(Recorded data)
+ + +
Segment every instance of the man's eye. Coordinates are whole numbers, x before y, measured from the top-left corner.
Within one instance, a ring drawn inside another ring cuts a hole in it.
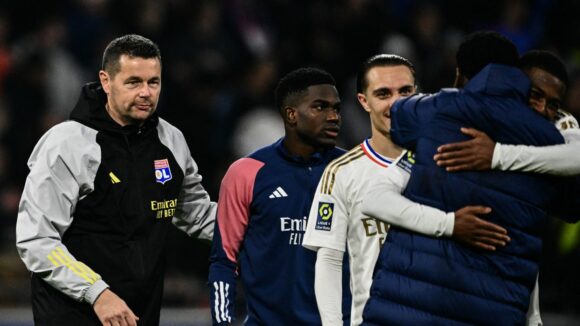
[[[538,92],[535,89],[532,89],[530,91],[530,97],[533,98],[534,100],[538,100],[538,99],[542,99],[544,97],[544,95],[542,95],[542,93]]]

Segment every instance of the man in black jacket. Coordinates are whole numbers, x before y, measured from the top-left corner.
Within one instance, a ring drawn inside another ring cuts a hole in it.
[[[171,224],[211,239],[215,203],[181,132],[156,113],[161,55],[126,35],[70,120],[33,150],[16,226],[37,325],[157,325]]]

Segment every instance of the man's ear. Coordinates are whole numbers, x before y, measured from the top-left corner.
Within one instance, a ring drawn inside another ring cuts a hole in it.
[[[357,93],[356,98],[365,111],[371,112],[371,109],[369,108],[369,105],[367,103],[366,95],[364,95],[363,93]]]
[[[296,124],[296,109],[291,106],[284,107],[284,120],[288,124],[295,125]]]
[[[467,77],[459,72],[459,68],[455,68],[455,82],[453,82],[453,87],[455,88],[463,88],[465,84],[467,84]]]
[[[109,74],[104,70],[99,71],[99,80],[101,81],[101,86],[103,87],[105,93],[109,94],[111,91],[111,77]]]

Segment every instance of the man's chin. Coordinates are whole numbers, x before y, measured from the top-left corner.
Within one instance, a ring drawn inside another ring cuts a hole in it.
[[[151,115],[153,115],[154,111],[139,111],[139,112],[133,112],[133,114],[131,114],[131,118],[135,121],[145,121],[147,119],[149,119],[149,117],[151,117]]]
[[[336,138],[325,137],[323,139],[319,139],[318,143],[319,143],[320,147],[323,147],[326,149],[332,148],[332,147],[336,146]]]

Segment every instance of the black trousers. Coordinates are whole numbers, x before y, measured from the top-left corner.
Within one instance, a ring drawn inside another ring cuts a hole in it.
[[[159,325],[163,278],[153,283],[110,284],[111,290],[123,299],[139,317],[139,326]],[[32,313],[38,326],[100,326],[93,307],[78,302],[58,291],[33,274],[31,280]]]

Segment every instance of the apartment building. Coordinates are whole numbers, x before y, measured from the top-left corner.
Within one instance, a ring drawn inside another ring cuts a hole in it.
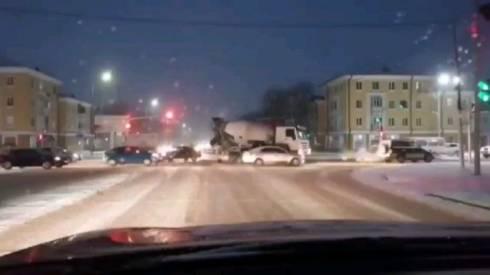
[[[129,118],[126,115],[95,116],[95,150],[108,150],[126,143]]]
[[[61,85],[38,70],[0,67],[0,145],[55,145]]]
[[[88,102],[70,96],[58,100],[58,144],[71,151],[92,148],[94,110]]]
[[[328,149],[368,147],[377,144],[380,133],[457,140],[457,94],[438,87],[435,76],[343,75],[323,85],[322,92]],[[471,92],[463,91],[463,106],[471,98]]]

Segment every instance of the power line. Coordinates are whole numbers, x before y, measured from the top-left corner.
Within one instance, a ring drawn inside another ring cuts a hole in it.
[[[284,23],[284,22],[232,22],[213,20],[178,20],[154,17],[130,17],[117,15],[97,15],[78,12],[57,11],[49,9],[34,9],[22,7],[2,7],[0,12],[31,15],[40,17],[60,17],[69,19],[86,19],[94,21],[111,21],[136,24],[154,24],[180,27],[215,27],[234,29],[386,29],[386,28],[419,28],[428,25],[448,25],[450,22],[404,22],[404,23]]]

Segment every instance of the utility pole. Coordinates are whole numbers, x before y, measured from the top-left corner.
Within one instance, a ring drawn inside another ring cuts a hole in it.
[[[461,79],[460,76],[460,62],[458,51],[458,38],[456,23],[453,24],[453,45],[454,45],[454,65],[456,67],[456,77]],[[463,142],[463,106],[461,104],[461,80],[456,84],[456,92],[458,93],[458,140],[459,140],[459,162],[461,168],[464,168],[464,142]],[[468,148],[469,152],[470,148]]]
[[[478,79],[480,79],[480,74],[482,72],[481,69],[481,32],[479,31],[480,29],[480,1],[475,0],[475,24],[476,30],[478,31],[479,35],[475,39],[475,83],[473,85],[473,88],[475,89],[474,92],[474,101],[475,101],[475,113],[473,115],[474,121],[475,121],[475,131],[473,134],[473,152],[474,152],[474,174],[475,176],[479,176],[481,174],[481,166],[480,166],[480,99],[478,98],[478,89],[477,89],[477,83]]]

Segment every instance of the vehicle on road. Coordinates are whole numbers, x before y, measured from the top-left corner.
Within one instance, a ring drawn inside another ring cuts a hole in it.
[[[183,160],[184,162],[187,162],[189,160],[192,160],[192,162],[196,162],[201,154],[199,152],[196,152],[194,148],[190,146],[180,146],[177,147],[174,151],[168,152],[167,155],[165,156],[165,160],[168,162],[173,162],[174,160]]]
[[[121,164],[144,164],[150,166],[158,162],[150,151],[137,146],[121,146],[106,151],[105,160],[111,166]]]
[[[304,163],[304,157],[292,154],[279,146],[262,146],[243,152],[242,162],[255,165],[288,164],[300,166]]]
[[[74,161],[73,153],[62,147],[45,147],[41,149],[42,151],[52,154],[58,157],[64,164],[70,164]]]
[[[240,160],[243,152],[259,146],[280,146],[292,154],[311,154],[306,131],[300,126],[225,121],[222,118],[213,118],[213,123],[211,145],[228,154],[230,161]]]
[[[480,153],[484,158],[489,158],[490,157],[490,145],[482,146],[480,148]]]
[[[434,155],[457,156],[459,154],[459,144],[446,142],[443,137],[411,137],[410,141],[415,146],[425,149]]]
[[[488,274],[488,223],[289,221],[80,233],[2,274]],[[286,272],[285,272],[286,271]]]
[[[386,162],[432,162],[434,160],[431,152],[406,140],[382,140],[378,148],[378,155],[382,156]]]
[[[35,167],[44,169],[62,167],[65,163],[59,156],[54,156],[40,149],[12,149],[6,154],[0,155],[0,165],[10,170],[12,167]]]

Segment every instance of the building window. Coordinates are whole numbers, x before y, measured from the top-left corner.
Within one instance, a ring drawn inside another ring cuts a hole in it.
[[[9,76],[7,77],[7,86],[12,86],[12,85],[14,85],[14,77]]]
[[[403,81],[402,88],[403,90],[408,90],[408,82]]]
[[[453,125],[453,118],[452,117],[447,118],[447,125]]]
[[[407,109],[408,108],[408,102],[406,100],[400,100],[400,108]]]
[[[78,122],[78,129],[81,130],[83,128],[83,124],[81,122]]]
[[[388,83],[388,89],[394,90],[395,89],[395,82],[392,81],[392,82]]]
[[[361,81],[357,81],[356,82],[356,89],[357,90],[362,90],[362,82]]]
[[[420,81],[415,81],[415,90],[420,90]]]
[[[332,101],[332,110],[336,111],[337,110],[337,101]]]
[[[85,107],[82,104],[78,104],[78,113],[79,114],[85,114],[86,113]]]
[[[7,127],[11,128],[14,126],[14,117],[13,116],[7,116],[5,118],[5,122],[7,123]]]
[[[388,119],[388,125],[390,125],[390,126],[395,126],[395,119],[394,119],[394,118],[392,118],[392,117],[390,117],[390,118]]]
[[[34,127],[34,125],[35,125],[34,118],[31,118],[31,126]]]
[[[408,118],[404,118],[404,119],[402,120],[402,125],[403,125],[403,126],[408,126]]]
[[[394,109],[395,108],[395,101],[390,100],[390,102],[388,102],[388,108]]]
[[[421,119],[421,118],[417,118],[417,119],[415,120],[415,125],[417,125],[417,126],[422,126],[422,119]]]
[[[421,108],[422,108],[422,101],[417,100],[417,101],[415,102],[415,108],[417,108],[417,109],[421,109]]]
[[[53,86],[53,94],[56,94],[56,86]]]
[[[7,97],[7,106],[9,106],[9,107],[14,106],[14,97],[13,96]]]
[[[373,82],[373,89],[374,90],[379,90],[379,82],[378,81],[374,81]]]
[[[49,129],[49,117],[44,117],[44,129]]]
[[[34,88],[34,79],[31,79],[31,88]]]
[[[356,108],[362,108],[362,101],[356,100]]]
[[[381,96],[372,96],[371,107],[383,107],[383,98]]]
[[[356,125],[362,126],[362,118],[356,118]]]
+ + +
● WORK TO COMPLETE: Only the lines above starting at the line that holds "Segment every instance of the power" and ending at the line that holds "Segment every instance of the vehicle" are to be repeated, exactly and in full.

● EXERCISE ANSWER:
Segment every instance of the power line. Coordinates are whole numbers, x before y, measured from the top-left corner.
Within one instance, a ring drawn inside another ring cuts a hole in it.
[[[284,23],[284,22],[232,22],[213,20],[178,20],[154,17],[130,17],[117,15],[97,15],[78,12],[57,11],[49,9],[34,9],[22,7],[2,7],[0,12],[31,15],[40,17],[60,17],[69,19],[86,19],[94,21],[111,21],[136,24],[154,24],[180,27],[215,27],[234,29],[386,29],[386,28],[419,28],[428,25],[448,25],[450,22],[404,22],[404,23]]]

Segment every instance of the utility pole. Coordinates are whole numbers, x before y, measured from the top-left corner.
Within one instance, a ring drawn inside another ring cuts a hole in it.
[[[461,79],[460,76],[460,62],[458,51],[458,38],[456,23],[453,24],[453,45],[454,45],[454,65],[456,67],[456,77]],[[463,142],[463,106],[461,104],[461,80],[456,84],[456,92],[458,93],[458,140],[459,140],[459,162],[461,168],[464,168],[464,142]],[[468,148],[469,152],[470,148]]]
[[[478,79],[480,79],[480,74],[482,72],[481,69],[481,32],[479,31],[480,29],[480,1],[475,0],[475,24],[476,30],[478,31],[479,35],[475,39],[475,83],[473,85],[473,88],[475,89],[474,92],[474,101],[475,101],[475,113],[473,115],[474,121],[475,121],[475,131],[473,134],[473,152],[474,152],[474,174],[475,176],[479,176],[481,174],[481,166],[480,166],[480,99],[478,98],[478,89],[477,89],[477,83]]]

Segment every instance of the vehicle on road. Coordinates are whole numbers, x before y, measured from the top-left corner.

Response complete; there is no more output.